### GIVEN TASK A
Output every line of the point labeling rows below as a JSON list of strings, one string per line, with blank lines and the pictures omitted.

### PROVIDED TEXT
Within the DSG 13, the feed from DSG feed conduit 12 can be added to a continuously combusted mixture of fuel, such as Natural Gas (NG), provided to the DSG 13 via NG conduit 34. In a preferred embodiment, only highly oxygen enriched air is used for combustion in a near stoichiometric relationship and can be injected into the DSG 13 via oxygen enriched air conduit 15. The fossil fuels injected and/or organic product included in the feed stock fed to the DSG 13 can be oxidized in the DSG 13 and can be converted to primarily water and steam, which helps the overall process, while substantially generating pure CO2 and steam at condensing-separator exhaust conduit 36. The CO2 could be re-injected in aging SAGD wells or other storage systems to minimize GHG production.

The output from the DSG 13 can be introduced to the input of the steam-particulate separator 15 via separator feed conduit 14. Within the steam-particulate separator 15, the now combusted and largely vaporized input can be separated into a stream that consists largely of steam and CO2 passing out through saturated steam conduit 16 and/or into a wet or dry particulate, depending if super-heat is utilized via separator particulate conduit 17 to a product reclamation process 18 or other waste processing systems.

If a blended steam and exhaust constituent product is desired, it can be harvested at saturated steam conduit 16. If a steam product is desired that is void of exhaust constituents, then it can be further processed through the convaporator 19. A design of a convaporator heat exchange core 51 and associated housing 52 is shown in FIGS. 2 and 3. In some embodiments, the convaporator heat exchange core 51 can be constructed from a corrugated metal design, as depicted in FIG. 2. For example, a first corrugated heat exchange element 42 can be constructed from a planar sheet of corrugated material (e.g., metal) and a first fluid can be passed through lumens 48 formed by the first corrugated heat exchange element 42. The sheet of corrugated material can be surrounded by an enclosure 47, which can be configured to separate the first fluid passing through lumens 48 formed in the first corrugated heat exchange element 42, as depicted in FIG. 2, from fluid flowing through lumens 46 formed in an adjacent heat exchange element (e.g., heat exchange elements 41-1, 41-2). In an example, a second corrugated heat exchange element 41-1 can be disposed on an opposite side of the enclosure 47 from the first corrugated heat exchange element 42 and a second fluid can be passed through lumens 46 formed in second corrugated heat exchange element 41-1. In some embodiments, heat can be transferred between the first corrugated heat exchange element 42 and the second corrugated heat exchange element 41-1 (e.g., across enclosure 47). In some embodiments, the first fluid can be at a temperature that is greater than the second fluid. However, in some embodiments, the second fluid can be at a temperature that is greater than the first fluid. In some embodiments, multiple corrugated heat exchange elements can be stacked on top of/next to one another and separated via enclosures (e.g., enclosure 47). For example, as depicted, a hot fluid (e.g., steam) can be passed through second corrugated heat exchange element 41-1 and third corrugated heat exchange element 41-2 and a cold fluid (e.g., condensate) can be passed through the first corrugated heat exchange element 42. Although three corrugated heat exchanger elements are depicted in FIG. 2, additional heat exchanger elements (e.g., corrugated heat exchange elements) can be included and stacked on top of/next to one another.

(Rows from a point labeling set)

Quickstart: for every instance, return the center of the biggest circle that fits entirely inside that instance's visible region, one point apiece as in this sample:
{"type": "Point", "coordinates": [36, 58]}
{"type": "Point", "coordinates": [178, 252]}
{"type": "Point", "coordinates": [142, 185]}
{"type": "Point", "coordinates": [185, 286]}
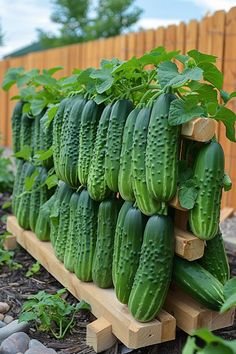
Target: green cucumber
{"type": "Point", "coordinates": [152, 279]}
{"type": "Point", "coordinates": [204, 218]}
{"type": "Point", "coordinates": [162, 151]}
{"type": "Point", "coordinates": [119, 114]}
{"type": "Point", "coordinates": [130, 248]}
{"type": "Point", "coordinates": [199, 283]}
{"type": "Point", "coordinates": [125, 171]}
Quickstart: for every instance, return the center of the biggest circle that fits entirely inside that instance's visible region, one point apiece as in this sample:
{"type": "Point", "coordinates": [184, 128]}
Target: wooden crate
{"type": "Point", "coordinates": [113, 318]}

### GIVEN TASK B
Name every conduit, with its reference number, that the passage above about the DSG and the convaporator mentions.

### CORRECT RESULT A
[
  "Quickstart: for every instance, return the center of the biggest circle that fits entirely inside that instance's visible region, one point apiece as in this sample:",
  "{\"type\": \"Point\", \"coordinates\": [36, 58]}",
  "{\"type\": \"Point\", \"coordinates\": [178, 252]}",
  "{\"type\": \"Point\", \"coordinates\": [142, 185]}",
  "{\"type\": \"Point\", \"coordinates\": [185, 286]}",
  "Target: green cucumber",
  "{\"type\": \"Point\", \"coordinates\": [152, 279]}",
  "{\"type\": \"Point\", \"coordinates\": [204, 218]}",
  "{\"type\": \"Point\", \"coordinates\": [162, 151]}",
  "{\"type\": \"Point\", \"coordinates\": [119, 114]}",
  "{\"type\": \"Point\", \"coordinates\": [130, 248]}",
  "{\"type\": \"Point\", \"coordinates\": [199, 283]}",
  "{\"type\": \"Point\", \"coordinates\": [125, 171]}",
  "Quickstart: for every instance, return the center of the biggest circle that fits entirely inside that instance's visible region, one point apiece as in this sample:",
  "{\"type\": \"Point\", \"coordinates\": [184, 128]}",
  "Target: wooden crate",
  "{\"type\": \"Point\", \"coordinates\": [113, 318]}"
]

### CORRECT RESULT B
- DSG feed conduit 12
- NG conduit 34
- oxygen enriched air conduit 15
- condensing-separator exhaust conduit 36
- separator feed conduit 14
- saturated steam conduit 16
- separator particulate conduit 17